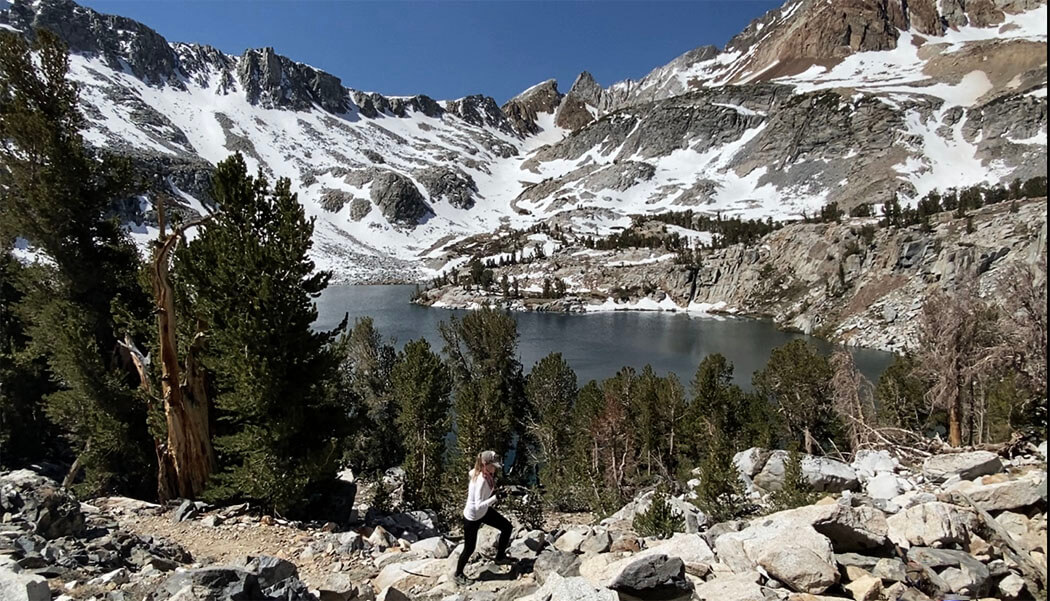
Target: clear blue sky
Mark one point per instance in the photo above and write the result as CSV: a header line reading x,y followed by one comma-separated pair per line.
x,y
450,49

• • • • •

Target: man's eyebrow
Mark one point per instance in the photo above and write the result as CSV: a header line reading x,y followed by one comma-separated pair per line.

• • • • •

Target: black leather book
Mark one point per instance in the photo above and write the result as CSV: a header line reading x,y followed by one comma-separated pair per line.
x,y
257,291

• • • • •

DIRECTIONS
Looking at the data above, say how many lines contain "Target", and give no other words.

FINISHED TASK
3